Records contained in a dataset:
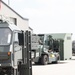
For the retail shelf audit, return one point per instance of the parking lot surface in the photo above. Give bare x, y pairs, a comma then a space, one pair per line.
66, 67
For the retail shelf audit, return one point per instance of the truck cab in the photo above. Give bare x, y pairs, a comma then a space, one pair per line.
13, 50
43, 49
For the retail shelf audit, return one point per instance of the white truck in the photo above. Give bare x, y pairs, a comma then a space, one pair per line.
15, 50
42, 49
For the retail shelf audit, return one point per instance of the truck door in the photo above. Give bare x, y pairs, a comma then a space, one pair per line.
17, 49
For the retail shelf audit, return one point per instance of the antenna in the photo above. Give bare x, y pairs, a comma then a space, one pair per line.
5, 19
8, 2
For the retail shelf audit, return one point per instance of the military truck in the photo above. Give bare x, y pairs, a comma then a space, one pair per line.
43, 48
15, 50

* _Written task_
Reproduce every line of the listing above verbatim, omitting the images.

* _Solution for this exercise_
For the retail shelf audit, return one point per instance of the parking lot surface in the photo above. Give bare x, y pairs, a comma then a space, one pair per line.
66, 67
For the retail shelf audit, return one point per instance of the truck cab in the photo above. Give bare x, y pairs, a comma then a space, one pair per line.
13, 50
43, 49
For the retail shelf audit, return one point per instance of the white truck in the photo above. Give bare x, y pairs, a comma then a space, one pair per line.
15, 50
42, 49
For the retail shelf audit, return one point per instance of the truck door in the photo above. Give bare x, y pairs, a comma then a space, one pair per line.
17, 49
For the retail shelf audit, return one point per instance of the antenna in the photo above. Give bare x, y pairs, a comma then a space, one pair per line.
5, 19
8, 2
For the retail shelf audit, return one point per instance of the military truck in the photo above. Give bare x, y pairs, a comma then a space, one pair per line.
43, 48
15, 50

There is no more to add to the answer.